Items listed in a dataset
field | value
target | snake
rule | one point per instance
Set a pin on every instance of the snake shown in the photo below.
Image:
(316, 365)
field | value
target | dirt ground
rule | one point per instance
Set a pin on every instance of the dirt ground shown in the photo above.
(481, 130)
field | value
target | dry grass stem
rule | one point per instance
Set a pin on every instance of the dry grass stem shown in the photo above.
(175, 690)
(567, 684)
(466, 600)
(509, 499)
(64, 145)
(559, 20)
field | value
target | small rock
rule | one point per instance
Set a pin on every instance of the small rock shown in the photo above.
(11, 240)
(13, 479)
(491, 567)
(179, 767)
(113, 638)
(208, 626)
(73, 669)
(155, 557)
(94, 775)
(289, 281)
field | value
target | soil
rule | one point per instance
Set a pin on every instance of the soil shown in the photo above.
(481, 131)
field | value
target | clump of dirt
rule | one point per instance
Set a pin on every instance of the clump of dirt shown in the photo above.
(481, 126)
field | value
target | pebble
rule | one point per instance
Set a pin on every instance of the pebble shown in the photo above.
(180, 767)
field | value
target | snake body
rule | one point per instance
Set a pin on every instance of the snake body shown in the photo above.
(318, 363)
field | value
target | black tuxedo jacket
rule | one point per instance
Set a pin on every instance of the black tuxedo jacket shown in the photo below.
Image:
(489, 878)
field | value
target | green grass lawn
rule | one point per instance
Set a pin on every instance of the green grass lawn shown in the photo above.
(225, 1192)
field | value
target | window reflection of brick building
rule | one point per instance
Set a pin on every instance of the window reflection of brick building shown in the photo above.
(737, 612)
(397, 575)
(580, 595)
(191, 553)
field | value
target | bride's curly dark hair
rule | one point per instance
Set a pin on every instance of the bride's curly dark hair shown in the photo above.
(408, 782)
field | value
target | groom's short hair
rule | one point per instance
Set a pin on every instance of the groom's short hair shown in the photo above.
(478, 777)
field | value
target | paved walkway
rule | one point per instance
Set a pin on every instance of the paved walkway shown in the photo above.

#### Exercise instructions
Can you restate every record above word for word?

#### Problem solution
field | value
target | snake
rule | one point per instance
Set a pin on every instance of the snake shown in the photo below.
Image:
(316, 365)
field | value
target | dirt ground
rule | one point per instance
Set a pin on every instance of the dirt ground shown in the photo above.
(481, 130)
field | value
target | dry grass stem
rule | one point per instance
Set a pin on every instance of the dry grass stem shown in the photo above.
(175, 690)
(567, 684)
(466, 600)
(509, 499)
(64, 145)
(559, 20)
field | value
target | small rock
rule | one point per instance
Set a pin on every instance of the small rock shown in the photo above.
(11, 240)
(13, 479)
(491, 567)
(179, 767)
(113, 638)
(208, 626)
(73, 669)
(155, 557)
(94, 775)
(289, 281)
field | value
target | soil
rule | one point per instance
Set a pin on every instance of the soil shown in the photo above.
(481, 131)
field | value
target | clump of dirt
rule | one point per instance
Set a pin on every instance of the clump of dirt shown in the photo above.
(481, 126)
field | value
target | pebble
rule | one point per instance
Set a pin on every instance of the pebble shown in the photo above.
(180, 767)
field | value
target | snake body
rule | one point per instance
Set a pin on every instance of the snake body shown in the photo above.
(318, 363)
field | value
target | black tuxedo jacket
rule | one point per instance
Set a pin on every instance of the black tuxedo jacket shown in the photo below.
Image:
(489, 878)
field | value
target | green grass lawn
rule | one point per instance
Set a pin on every instance of the green grass lawn shown in the photo above.
(225, 1192)
field | value
target | window reflection of brick building
rule | one point per instance
Set a pin on every instance of the window reflection of brick building shown in the photo above.
(737, 612)
(397, 575)
(580, 595)
(191, 553)
field | value
target | bride's curly dark hair
rule | one point per instance
Set a pin on every instance of the bride's curly dark hair shown in the photo above.
(408, 782)
field | value
target | groom's short hair
rule | one point per instance
Set a pin on every instance of the groom's short hair shown in the photo above.
(478, 777)
field | value
target | paved walkway
rule | one point per instance
Set a pin on every instance of the paved walkway shown in the photo above.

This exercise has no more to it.